=== Your assignment ===
Working from the records below, repeat exactly the lines starting at the line that contains "[locate] groom's black" and ending at the line that contains "[locate] stone ledge", inclusive.

Collected data
______________________________

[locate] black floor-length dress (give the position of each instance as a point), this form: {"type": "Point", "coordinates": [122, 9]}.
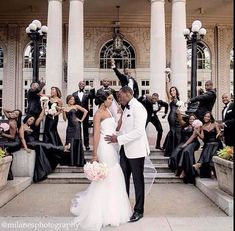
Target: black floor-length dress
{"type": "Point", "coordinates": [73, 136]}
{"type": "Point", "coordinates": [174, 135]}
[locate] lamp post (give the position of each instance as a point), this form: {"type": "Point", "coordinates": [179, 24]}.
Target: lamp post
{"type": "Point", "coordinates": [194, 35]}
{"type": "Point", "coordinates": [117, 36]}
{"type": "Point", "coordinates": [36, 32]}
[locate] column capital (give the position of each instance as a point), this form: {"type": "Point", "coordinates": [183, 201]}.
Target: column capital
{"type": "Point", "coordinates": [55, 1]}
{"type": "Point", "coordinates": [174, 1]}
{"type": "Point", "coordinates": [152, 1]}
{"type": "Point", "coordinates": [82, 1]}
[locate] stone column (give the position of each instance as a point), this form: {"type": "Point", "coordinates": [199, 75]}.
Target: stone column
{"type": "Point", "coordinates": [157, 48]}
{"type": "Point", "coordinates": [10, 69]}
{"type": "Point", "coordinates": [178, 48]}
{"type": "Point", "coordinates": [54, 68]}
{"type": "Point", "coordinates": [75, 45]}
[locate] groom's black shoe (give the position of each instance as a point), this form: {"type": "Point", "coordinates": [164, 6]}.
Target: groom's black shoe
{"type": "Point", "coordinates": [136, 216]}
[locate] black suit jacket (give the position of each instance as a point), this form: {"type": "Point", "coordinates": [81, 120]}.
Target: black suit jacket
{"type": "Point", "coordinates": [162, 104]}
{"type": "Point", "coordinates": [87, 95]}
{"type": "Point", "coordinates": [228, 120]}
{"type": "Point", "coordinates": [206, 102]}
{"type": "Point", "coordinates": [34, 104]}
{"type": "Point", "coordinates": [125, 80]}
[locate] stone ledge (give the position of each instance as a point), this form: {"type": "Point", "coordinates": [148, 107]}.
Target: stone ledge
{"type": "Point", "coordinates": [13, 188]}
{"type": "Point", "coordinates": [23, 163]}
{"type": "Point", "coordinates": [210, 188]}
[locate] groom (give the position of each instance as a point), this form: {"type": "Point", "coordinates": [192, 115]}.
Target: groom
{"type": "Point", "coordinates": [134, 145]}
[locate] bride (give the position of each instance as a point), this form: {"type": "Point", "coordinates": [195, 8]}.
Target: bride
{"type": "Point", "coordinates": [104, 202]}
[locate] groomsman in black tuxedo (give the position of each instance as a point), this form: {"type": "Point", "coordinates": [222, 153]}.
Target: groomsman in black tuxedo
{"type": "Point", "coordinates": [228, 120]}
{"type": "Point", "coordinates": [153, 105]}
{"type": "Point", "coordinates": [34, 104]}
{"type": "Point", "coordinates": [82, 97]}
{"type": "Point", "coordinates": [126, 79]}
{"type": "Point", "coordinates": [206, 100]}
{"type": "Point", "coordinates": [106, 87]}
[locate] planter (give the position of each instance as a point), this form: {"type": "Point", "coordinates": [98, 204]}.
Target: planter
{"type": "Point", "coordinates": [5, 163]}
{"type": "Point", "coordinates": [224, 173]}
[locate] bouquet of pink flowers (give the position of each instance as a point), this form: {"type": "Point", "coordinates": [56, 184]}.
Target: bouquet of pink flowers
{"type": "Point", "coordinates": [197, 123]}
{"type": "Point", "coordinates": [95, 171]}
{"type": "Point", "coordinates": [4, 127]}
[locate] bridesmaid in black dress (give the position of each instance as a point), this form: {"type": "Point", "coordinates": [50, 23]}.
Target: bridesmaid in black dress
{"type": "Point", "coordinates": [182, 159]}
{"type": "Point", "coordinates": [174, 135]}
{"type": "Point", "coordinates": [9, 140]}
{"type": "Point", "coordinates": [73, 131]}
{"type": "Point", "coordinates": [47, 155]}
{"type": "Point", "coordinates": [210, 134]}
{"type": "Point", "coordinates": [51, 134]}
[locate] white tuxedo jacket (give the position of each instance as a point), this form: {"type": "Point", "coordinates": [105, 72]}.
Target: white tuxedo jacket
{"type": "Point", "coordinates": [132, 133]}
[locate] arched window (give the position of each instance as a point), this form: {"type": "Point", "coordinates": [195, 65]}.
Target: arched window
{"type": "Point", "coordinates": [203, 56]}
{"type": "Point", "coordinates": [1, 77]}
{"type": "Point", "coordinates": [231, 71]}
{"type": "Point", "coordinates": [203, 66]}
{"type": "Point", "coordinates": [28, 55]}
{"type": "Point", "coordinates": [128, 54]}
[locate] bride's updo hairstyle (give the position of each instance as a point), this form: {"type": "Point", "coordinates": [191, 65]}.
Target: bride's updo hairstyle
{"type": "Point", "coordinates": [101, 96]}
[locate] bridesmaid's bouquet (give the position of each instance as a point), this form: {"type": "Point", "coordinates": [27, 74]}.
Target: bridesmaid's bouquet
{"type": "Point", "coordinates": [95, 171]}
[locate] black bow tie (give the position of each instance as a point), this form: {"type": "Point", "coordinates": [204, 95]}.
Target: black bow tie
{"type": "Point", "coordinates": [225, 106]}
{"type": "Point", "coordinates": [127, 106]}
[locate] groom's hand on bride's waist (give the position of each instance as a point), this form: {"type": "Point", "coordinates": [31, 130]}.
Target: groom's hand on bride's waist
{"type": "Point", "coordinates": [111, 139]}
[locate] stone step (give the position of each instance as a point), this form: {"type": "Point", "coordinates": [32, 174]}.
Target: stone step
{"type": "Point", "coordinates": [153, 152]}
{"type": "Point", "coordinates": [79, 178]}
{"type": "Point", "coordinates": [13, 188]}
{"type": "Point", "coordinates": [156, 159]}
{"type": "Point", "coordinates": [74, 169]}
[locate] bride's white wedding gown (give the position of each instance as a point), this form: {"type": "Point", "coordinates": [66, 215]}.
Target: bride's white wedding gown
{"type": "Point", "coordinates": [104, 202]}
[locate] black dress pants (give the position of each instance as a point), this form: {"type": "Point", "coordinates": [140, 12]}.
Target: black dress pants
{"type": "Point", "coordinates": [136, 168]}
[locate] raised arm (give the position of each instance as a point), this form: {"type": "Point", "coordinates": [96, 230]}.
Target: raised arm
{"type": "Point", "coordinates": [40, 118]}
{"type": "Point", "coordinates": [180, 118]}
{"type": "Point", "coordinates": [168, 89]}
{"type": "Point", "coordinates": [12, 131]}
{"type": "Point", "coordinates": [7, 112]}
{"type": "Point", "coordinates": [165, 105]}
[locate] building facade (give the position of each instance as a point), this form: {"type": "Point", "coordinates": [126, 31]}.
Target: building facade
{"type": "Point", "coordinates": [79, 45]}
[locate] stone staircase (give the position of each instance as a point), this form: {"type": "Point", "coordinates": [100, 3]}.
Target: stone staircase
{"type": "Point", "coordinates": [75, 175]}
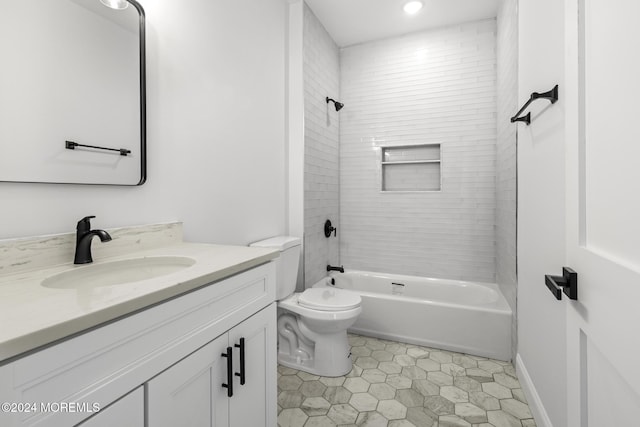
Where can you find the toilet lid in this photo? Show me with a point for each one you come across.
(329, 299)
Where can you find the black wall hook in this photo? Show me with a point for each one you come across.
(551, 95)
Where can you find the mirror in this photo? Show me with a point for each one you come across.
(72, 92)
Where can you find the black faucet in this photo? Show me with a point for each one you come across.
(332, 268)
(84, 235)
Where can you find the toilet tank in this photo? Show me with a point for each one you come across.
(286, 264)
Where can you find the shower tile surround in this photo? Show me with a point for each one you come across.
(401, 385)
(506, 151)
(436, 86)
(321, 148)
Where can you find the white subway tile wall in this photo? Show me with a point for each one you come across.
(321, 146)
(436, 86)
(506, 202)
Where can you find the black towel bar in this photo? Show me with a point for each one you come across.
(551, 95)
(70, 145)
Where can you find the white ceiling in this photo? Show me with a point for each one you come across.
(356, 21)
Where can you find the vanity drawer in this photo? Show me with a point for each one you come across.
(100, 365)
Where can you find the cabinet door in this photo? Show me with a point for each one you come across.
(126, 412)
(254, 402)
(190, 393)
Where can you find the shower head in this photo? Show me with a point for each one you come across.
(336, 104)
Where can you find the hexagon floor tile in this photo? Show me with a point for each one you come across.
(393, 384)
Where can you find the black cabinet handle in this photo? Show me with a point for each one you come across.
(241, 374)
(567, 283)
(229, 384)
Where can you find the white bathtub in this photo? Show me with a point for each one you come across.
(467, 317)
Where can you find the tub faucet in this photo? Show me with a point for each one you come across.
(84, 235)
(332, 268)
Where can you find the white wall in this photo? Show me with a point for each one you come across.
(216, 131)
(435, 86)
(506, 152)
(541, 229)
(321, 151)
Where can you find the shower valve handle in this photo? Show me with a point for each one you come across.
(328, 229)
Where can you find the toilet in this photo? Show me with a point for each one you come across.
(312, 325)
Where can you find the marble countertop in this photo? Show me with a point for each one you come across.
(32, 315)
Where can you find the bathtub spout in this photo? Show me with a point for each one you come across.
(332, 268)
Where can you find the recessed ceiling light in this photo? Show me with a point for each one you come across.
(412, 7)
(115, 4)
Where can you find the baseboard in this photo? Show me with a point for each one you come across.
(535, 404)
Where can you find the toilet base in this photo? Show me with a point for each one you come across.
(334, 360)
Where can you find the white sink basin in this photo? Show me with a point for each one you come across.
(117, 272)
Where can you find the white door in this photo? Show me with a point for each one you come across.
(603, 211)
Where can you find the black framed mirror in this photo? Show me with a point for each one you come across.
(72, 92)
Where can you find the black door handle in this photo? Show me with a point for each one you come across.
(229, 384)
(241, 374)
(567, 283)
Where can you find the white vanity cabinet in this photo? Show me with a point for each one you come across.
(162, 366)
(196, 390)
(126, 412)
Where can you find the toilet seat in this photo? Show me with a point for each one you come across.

______________________________

=== Answer to the problem ===
[locate] groom's black shoe (give the position of each instance as a point), this form: {"type": "Point", "coordinates": [164, 6]}.
Target: groom's black shoe
{"type": "Point", "coordinates": [136, 216]}
[locate] black suit jacket (give the position of each instance as a point), this form: {"type": "Point", "coordinates": [81, 120]}.
Target: black suit jacket
{"type": "Point", "coordinates": [162, 104]}
{"type": "Point", "coordinates": [87, 95]}
{"type": "Point", "coordinates": [228, 120]}
{"type": "Point", "coordinates": [206, 102]}
{"type": "Point", "coordinates": [34, 104]}
{"type": "Point", "coordinates": [125, 80]}
[locate] stone ledge (give the position of each instance as a point), this form: {"type": "Point", "coordinates": [148, 107]}.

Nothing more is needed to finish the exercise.